Location identification entries
-----

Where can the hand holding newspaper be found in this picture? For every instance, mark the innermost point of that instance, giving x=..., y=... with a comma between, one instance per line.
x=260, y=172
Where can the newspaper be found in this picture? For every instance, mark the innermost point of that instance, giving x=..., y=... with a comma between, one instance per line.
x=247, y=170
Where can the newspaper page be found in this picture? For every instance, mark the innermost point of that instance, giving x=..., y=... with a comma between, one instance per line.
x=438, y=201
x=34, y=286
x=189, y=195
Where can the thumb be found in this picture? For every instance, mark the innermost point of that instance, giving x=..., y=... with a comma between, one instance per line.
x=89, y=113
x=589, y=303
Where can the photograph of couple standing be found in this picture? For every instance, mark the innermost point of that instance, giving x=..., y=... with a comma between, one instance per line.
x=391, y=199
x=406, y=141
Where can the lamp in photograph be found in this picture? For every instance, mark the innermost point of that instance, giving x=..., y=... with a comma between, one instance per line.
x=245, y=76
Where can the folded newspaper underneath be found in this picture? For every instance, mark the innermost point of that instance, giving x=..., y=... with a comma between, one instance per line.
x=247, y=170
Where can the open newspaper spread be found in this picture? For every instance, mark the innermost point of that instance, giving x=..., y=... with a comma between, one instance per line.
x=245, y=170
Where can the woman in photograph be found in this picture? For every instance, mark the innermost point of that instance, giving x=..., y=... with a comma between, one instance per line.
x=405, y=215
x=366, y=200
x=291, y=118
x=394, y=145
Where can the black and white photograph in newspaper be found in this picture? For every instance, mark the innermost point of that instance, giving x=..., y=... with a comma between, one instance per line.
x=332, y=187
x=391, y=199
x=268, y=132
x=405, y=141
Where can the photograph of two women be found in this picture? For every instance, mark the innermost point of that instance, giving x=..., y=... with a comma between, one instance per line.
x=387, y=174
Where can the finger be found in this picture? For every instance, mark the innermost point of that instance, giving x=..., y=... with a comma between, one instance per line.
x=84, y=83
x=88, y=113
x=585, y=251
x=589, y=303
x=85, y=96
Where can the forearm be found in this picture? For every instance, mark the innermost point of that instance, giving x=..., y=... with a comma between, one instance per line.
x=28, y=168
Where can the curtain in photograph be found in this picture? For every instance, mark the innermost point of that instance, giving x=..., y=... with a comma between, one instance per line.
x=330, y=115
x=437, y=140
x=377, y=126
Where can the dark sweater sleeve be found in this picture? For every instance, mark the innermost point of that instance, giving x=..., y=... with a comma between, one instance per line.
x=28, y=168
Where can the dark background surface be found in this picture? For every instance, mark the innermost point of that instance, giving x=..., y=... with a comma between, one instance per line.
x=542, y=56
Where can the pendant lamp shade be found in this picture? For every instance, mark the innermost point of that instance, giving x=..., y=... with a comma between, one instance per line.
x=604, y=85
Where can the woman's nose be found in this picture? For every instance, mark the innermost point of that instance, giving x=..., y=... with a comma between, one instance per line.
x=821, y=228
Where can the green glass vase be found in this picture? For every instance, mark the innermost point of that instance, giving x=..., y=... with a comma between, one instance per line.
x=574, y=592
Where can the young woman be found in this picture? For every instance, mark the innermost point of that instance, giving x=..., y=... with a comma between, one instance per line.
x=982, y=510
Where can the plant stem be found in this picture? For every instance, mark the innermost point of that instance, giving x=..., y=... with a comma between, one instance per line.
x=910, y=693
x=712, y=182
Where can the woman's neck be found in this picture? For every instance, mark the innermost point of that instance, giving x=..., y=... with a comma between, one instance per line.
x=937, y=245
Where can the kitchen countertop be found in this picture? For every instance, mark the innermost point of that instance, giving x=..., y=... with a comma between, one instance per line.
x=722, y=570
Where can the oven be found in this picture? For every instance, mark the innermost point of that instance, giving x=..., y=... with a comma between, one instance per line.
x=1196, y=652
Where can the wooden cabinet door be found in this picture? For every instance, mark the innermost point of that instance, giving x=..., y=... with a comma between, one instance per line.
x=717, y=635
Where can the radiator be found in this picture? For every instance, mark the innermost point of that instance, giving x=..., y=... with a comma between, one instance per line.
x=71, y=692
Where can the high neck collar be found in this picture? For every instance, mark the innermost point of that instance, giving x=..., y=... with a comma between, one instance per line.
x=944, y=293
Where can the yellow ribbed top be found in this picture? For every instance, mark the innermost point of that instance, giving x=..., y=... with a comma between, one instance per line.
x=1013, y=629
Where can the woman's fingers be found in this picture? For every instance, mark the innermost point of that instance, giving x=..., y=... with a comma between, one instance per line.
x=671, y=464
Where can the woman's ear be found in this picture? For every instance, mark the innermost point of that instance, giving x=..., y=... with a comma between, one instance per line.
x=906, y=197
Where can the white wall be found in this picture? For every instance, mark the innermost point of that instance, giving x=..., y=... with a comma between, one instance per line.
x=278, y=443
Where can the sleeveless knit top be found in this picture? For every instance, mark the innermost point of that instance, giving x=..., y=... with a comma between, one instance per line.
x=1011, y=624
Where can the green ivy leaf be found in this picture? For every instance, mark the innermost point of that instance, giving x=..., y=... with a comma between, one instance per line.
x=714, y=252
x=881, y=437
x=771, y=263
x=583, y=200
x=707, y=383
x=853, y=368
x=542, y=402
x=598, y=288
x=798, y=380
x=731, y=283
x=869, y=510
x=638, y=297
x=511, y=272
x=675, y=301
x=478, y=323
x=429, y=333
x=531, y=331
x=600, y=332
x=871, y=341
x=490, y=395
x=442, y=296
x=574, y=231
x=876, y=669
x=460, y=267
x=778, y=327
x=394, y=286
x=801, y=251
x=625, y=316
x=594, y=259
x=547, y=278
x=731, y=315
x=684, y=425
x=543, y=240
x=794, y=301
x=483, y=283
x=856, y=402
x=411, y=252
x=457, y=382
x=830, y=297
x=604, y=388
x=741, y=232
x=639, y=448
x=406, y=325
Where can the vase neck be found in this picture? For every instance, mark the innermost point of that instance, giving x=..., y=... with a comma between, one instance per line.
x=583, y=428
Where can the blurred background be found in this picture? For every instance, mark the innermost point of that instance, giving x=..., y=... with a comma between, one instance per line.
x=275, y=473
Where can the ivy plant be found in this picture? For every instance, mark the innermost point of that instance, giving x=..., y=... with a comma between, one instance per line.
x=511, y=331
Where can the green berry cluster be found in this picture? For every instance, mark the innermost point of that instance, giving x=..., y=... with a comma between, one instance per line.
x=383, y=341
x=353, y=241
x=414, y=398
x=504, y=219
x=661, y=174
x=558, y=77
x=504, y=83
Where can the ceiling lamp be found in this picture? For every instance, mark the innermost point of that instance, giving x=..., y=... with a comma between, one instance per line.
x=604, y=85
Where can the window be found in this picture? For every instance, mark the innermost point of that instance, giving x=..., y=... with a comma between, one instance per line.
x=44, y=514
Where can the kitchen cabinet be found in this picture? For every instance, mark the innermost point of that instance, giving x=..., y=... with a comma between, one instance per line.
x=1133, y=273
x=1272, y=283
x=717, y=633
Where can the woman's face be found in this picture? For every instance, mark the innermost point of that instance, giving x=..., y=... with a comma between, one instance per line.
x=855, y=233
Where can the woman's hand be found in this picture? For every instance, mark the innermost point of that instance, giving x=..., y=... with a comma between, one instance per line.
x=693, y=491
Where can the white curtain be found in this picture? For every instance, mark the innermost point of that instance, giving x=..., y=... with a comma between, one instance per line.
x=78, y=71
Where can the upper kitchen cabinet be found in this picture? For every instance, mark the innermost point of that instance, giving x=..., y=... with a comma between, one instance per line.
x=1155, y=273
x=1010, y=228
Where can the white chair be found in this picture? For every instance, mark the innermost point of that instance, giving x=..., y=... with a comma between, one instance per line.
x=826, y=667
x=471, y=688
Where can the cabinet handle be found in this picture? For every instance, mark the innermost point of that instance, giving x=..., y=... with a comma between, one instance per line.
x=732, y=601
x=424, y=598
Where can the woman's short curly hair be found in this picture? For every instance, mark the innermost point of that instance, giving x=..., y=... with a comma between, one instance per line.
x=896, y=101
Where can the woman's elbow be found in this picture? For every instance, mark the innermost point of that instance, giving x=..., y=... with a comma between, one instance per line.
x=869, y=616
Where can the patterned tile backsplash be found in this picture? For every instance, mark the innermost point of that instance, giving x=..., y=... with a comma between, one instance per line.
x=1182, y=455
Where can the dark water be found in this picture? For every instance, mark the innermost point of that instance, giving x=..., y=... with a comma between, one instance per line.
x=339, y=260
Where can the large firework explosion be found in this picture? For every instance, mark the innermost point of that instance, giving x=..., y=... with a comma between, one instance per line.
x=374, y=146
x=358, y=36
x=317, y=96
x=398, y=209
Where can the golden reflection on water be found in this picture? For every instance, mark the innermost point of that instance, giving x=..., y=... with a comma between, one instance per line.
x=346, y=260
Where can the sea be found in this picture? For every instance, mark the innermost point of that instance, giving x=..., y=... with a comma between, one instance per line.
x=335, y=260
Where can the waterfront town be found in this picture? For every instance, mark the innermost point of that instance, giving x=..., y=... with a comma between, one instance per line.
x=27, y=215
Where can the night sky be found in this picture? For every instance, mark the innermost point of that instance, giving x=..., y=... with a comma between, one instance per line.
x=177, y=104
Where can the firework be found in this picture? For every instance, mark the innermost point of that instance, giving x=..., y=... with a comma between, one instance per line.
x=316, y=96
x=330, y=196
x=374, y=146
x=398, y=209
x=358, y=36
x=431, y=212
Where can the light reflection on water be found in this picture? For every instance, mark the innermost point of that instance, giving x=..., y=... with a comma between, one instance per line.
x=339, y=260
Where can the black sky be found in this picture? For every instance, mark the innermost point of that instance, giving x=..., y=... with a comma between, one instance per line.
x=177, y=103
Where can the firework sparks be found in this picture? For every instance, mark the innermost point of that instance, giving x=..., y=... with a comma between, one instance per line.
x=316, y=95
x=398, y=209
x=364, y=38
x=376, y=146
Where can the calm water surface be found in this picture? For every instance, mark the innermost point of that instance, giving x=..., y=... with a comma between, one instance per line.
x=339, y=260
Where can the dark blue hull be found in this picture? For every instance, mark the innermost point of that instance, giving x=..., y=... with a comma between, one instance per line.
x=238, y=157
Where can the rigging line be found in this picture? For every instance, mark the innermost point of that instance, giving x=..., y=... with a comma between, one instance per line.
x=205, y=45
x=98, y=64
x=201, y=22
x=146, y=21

-----

Convert the lines from the one holding "Where can the dark sweater" through the one holding "x=821, y=228", inclusive, into a JSON list of strings with one string per line, leaving out blank lines.

[
  "Where can the dark sweater sleeve be found in this picture? For every instance, mark the innermost point of that instance, giving x=..., y=... with a comma between, one instance per line.",
  "x=28, y=168",
  "Where can the dark background surface be found in this picture? For every instance, mark the innermost point of that instance, giving x=..., y=... with a comma between, one instance per line.",
  "x=542, y=56",
  "Where can the pendant lamp shade be found in this picture? For every instance, mark the innermost point of that instance, giving x=..., y=... with a comma between, one instance per line.",
  "x=604, y=85",
  "Where can the woman's nose be found in this picture? For every instance, mark the innermost point of that instance, giving x=..., y=... with a comma between, one instance per line.",
  "x=821, y=228"
]